Les graffitis exaltant la chasse sont également nombreux et on ne sait pas toujours s’il s’agit de chasse organisée dans l’amphithéâtre où se déroulant dans la nature, sauf lorsque des détails viennent nous aider à trancher.
En effet dans les contrées touffues de la Gaule les animaux pourchassés sont des cervidés, des sangliers ou des taureaux et rarement des animaux exotiques. Les cerfs sont abondants, à Périgueux notamment où ils sont abattus au filet est enfermés dans un enclos où les ramures pointent au-dessus des pieux de la palissade, et sont donc capturés vivants, tandis que d’autres sont percés de flèches ou poursuivies par des chiens ; l’un d’eux, tenu en laisse par son maître aboie et l’onomatopée VAVA figure bien en vue au-dessus. À Ruscino, et à Vindonissa les sangliers se déplacent en hardes et se reconnaissent à leur corps massif et à leurs soies hérissées.

▬▬▬▬▬▬

● **TRAVAIL DEMANDÉ**:
1) Pour chacune des affirmations suivantes, indiquez si elle concorde avec l'extrait sur les graffitis de chasse, en citant les mots du texte qui tranchent. (a) En Gaule, les animaux pourchassés sont le plus souvent des animaux exotiques. (b) À Périgueux, certains cerfs sont capturés vivants. (c) À Ruscino et à Vindonissa, les sangliers se déplacent seuls.
2) Relevez tous les noms de lieux mentionnés dans l'extrait sur les graffitis de chasse.
3) D'après l'extrait sur les graffitis de chasse, quelle onomatopée figure au-dessus du chien tenu en laisse ?

▬▬▬▬▬▬

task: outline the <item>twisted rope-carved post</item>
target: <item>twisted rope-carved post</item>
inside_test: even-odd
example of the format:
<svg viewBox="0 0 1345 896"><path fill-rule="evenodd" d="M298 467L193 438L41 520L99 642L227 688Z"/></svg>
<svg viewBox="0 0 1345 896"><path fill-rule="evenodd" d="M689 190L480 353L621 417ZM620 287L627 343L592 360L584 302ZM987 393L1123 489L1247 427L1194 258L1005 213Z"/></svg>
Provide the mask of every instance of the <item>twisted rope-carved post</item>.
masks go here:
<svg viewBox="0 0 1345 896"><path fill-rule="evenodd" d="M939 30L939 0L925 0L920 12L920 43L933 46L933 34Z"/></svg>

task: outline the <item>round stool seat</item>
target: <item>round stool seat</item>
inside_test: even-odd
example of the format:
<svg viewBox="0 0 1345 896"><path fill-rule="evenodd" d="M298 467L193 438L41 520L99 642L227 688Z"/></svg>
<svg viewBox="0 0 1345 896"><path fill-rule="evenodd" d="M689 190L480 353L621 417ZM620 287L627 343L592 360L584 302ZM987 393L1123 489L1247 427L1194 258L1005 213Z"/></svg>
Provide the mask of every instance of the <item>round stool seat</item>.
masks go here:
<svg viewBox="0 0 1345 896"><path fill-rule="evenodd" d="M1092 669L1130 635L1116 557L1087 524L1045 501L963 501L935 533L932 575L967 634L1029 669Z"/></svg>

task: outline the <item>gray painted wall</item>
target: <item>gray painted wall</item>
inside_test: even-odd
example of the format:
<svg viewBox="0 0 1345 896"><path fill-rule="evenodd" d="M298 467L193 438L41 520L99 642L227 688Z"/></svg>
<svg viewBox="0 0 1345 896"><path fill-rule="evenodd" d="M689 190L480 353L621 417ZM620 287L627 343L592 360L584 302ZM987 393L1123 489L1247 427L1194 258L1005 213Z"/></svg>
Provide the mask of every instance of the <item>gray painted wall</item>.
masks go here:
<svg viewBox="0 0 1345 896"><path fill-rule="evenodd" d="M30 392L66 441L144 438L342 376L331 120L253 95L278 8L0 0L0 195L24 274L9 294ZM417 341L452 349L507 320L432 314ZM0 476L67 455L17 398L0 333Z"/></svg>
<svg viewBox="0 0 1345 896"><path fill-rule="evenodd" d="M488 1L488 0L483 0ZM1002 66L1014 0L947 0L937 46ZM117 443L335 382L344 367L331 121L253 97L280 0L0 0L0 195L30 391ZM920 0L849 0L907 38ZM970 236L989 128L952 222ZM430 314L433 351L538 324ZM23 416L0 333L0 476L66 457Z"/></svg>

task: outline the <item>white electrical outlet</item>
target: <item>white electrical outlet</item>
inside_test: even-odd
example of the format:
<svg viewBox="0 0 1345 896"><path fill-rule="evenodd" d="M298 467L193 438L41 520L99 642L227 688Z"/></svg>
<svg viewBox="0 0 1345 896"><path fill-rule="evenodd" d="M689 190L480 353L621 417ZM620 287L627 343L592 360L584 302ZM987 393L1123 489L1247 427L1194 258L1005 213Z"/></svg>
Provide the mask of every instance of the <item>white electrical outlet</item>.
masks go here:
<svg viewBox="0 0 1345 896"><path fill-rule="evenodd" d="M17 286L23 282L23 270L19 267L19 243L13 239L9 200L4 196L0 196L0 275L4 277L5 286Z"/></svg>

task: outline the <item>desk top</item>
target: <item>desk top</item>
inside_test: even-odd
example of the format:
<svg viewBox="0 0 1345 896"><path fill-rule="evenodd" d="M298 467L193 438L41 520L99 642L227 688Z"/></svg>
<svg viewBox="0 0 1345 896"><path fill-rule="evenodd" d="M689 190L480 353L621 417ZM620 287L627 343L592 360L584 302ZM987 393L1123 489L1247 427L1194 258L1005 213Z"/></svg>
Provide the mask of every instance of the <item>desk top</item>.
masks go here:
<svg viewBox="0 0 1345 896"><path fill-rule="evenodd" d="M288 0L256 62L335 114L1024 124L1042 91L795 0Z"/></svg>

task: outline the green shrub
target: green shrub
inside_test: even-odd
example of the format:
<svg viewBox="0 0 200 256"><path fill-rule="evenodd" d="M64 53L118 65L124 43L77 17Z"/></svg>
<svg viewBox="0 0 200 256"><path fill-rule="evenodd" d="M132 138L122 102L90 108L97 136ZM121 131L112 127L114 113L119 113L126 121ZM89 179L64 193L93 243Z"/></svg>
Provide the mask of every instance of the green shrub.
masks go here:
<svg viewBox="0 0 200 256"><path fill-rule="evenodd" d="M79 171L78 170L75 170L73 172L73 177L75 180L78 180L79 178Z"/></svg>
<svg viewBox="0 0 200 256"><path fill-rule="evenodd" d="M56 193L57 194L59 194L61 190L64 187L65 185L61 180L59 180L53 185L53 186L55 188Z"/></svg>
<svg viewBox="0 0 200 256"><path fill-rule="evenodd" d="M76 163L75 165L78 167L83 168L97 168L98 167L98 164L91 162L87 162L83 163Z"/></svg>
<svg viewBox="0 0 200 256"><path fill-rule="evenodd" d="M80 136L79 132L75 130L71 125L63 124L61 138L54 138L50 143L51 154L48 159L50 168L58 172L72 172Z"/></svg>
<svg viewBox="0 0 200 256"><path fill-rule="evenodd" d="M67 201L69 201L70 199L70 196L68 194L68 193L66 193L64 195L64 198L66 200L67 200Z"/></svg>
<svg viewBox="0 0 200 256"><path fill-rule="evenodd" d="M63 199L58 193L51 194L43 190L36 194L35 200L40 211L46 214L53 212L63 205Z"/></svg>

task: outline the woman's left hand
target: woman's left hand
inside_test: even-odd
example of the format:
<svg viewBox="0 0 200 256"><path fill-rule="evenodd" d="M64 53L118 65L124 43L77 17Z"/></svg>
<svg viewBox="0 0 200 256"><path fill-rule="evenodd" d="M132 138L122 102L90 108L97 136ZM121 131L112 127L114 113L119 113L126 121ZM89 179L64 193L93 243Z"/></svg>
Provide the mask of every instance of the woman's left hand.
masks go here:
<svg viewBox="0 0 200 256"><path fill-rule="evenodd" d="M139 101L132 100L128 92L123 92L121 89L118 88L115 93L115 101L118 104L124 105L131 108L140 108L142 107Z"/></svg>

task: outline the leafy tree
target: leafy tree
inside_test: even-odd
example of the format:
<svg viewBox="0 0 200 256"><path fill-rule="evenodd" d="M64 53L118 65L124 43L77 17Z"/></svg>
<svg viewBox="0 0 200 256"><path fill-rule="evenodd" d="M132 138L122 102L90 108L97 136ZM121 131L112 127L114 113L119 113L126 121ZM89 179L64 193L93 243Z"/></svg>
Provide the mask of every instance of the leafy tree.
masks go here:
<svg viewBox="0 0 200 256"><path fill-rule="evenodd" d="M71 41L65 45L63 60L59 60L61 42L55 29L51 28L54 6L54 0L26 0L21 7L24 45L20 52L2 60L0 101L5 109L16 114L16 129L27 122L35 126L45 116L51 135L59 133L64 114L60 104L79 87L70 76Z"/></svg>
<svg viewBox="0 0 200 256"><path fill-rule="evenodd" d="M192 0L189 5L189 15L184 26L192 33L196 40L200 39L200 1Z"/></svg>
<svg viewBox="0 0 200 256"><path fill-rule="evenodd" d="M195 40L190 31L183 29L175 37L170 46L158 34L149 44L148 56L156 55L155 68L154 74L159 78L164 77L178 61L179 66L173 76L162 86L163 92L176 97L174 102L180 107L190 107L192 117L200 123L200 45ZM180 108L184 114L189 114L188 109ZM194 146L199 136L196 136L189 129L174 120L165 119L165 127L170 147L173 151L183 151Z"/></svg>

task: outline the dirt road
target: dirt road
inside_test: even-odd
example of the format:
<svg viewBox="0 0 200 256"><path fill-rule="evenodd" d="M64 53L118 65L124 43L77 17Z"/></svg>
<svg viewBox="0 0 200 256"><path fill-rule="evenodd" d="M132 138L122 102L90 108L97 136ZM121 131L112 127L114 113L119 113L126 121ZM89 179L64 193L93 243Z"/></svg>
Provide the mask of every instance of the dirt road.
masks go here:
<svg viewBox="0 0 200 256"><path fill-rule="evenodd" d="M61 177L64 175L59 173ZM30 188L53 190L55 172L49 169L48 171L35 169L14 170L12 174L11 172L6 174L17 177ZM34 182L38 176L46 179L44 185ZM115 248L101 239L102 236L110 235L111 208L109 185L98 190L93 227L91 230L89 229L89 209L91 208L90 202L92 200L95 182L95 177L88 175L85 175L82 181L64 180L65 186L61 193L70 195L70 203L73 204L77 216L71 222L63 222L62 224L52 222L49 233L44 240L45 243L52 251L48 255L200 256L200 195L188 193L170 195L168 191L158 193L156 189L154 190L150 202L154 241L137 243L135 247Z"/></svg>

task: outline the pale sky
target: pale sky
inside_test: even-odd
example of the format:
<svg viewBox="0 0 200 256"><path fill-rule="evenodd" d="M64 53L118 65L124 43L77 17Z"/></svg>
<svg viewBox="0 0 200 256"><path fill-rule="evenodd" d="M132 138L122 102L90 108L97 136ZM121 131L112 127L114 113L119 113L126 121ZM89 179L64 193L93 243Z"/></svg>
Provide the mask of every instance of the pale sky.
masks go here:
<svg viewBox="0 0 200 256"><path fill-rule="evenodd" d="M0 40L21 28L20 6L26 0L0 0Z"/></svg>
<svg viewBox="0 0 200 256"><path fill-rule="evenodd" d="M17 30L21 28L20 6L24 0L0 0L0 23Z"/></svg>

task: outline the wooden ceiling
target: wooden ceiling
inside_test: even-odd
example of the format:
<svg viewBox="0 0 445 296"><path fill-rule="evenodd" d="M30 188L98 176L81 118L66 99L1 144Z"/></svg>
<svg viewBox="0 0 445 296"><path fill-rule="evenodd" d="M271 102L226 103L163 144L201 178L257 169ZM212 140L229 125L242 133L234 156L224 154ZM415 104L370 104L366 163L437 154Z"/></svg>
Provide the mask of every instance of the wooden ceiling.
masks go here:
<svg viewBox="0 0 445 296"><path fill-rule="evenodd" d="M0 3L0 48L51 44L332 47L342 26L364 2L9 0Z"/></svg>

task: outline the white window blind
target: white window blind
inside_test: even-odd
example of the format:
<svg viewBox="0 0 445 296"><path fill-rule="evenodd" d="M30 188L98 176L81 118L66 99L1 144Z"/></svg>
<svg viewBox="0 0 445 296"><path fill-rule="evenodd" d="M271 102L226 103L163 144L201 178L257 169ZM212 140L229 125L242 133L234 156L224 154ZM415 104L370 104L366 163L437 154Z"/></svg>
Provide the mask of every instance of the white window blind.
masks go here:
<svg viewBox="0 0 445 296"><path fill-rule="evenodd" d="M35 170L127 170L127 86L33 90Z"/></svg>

▬▬▬▬▬▬

● **LES RÉPONSES**:
1)
(a) Non : « rarement des animaux exotiques ».
(b) Oui : « et sont donc capturés vivants ».
(c) Non : « les sangliers se déplacent en hardes ».

2) Gaule, Périgueux, Ruscino, Vindonissa

3) L'onomatopée VAVA.